What you have to do: Among the entries below, find the lines with the word "bird" and return them.

[[ Available records, beginning ]]

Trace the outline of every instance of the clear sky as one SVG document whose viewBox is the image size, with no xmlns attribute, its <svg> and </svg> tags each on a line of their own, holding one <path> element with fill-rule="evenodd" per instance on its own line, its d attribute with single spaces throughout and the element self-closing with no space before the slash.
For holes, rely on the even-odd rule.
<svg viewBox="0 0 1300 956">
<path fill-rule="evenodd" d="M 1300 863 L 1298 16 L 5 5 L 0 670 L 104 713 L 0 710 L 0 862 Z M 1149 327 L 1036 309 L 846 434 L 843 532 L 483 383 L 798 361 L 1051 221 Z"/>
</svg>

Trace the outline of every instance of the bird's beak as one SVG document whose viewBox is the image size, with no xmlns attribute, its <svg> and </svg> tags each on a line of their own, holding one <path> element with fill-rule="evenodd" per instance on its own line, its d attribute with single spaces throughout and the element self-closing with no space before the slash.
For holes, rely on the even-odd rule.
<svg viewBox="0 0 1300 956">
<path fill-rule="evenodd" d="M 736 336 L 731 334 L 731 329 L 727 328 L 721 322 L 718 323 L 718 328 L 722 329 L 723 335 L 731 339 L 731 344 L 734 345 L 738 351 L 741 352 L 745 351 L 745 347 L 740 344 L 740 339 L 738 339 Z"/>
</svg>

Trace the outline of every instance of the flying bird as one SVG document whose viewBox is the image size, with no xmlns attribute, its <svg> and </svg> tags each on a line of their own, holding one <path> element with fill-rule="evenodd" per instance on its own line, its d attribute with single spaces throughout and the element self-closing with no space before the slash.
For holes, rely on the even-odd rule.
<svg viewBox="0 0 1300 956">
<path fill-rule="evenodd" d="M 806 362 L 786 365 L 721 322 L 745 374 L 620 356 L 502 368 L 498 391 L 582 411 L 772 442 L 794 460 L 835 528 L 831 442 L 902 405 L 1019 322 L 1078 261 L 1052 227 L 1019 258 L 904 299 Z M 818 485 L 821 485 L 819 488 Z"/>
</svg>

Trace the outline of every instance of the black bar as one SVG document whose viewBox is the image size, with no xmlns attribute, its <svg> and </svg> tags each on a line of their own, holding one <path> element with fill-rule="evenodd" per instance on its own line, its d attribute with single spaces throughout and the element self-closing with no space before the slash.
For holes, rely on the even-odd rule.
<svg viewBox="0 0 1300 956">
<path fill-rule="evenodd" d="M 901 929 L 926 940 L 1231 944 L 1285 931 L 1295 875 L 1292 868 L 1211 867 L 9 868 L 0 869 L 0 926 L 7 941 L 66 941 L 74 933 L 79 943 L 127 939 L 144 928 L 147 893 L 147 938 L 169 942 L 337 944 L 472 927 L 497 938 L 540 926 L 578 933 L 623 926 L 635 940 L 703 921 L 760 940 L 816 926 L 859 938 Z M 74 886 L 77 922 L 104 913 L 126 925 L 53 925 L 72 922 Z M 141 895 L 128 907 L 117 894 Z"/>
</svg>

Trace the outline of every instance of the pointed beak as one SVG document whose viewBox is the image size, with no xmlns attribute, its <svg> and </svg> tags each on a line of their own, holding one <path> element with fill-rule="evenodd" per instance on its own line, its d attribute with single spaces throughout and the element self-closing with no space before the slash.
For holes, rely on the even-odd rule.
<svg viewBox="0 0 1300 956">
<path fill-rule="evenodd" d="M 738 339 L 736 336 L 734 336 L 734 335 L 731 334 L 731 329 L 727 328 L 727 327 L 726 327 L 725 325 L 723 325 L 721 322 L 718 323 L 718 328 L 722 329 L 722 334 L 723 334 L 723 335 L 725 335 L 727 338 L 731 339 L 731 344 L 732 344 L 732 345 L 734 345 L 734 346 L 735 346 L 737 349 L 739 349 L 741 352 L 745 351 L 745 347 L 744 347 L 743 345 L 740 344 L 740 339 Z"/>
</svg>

[[ Available records, end ]]

Exercise response:
Trace the outline of every instance of the bird's beak as one SVG document whose viewBox is the image size, with no xmlns attribute, its <svg> and </svg> tags each on a line of their own, holding one <path> element with fill-rule="evenodd" per instance on its own line, its d attribute with single spaces throughout and the element self-closing with no space before the slash.
Trace the outline of every instance of the flying bird as one SVG document whose viewBox is the image size, with no xmlns attribute, its <svg> and </svg> tags each on a line of their own, holding one <path> element with fill-rule="evenodd" per instance on its own line, its d attribute with single spaces throughout and the element self-closing with no space before the slash.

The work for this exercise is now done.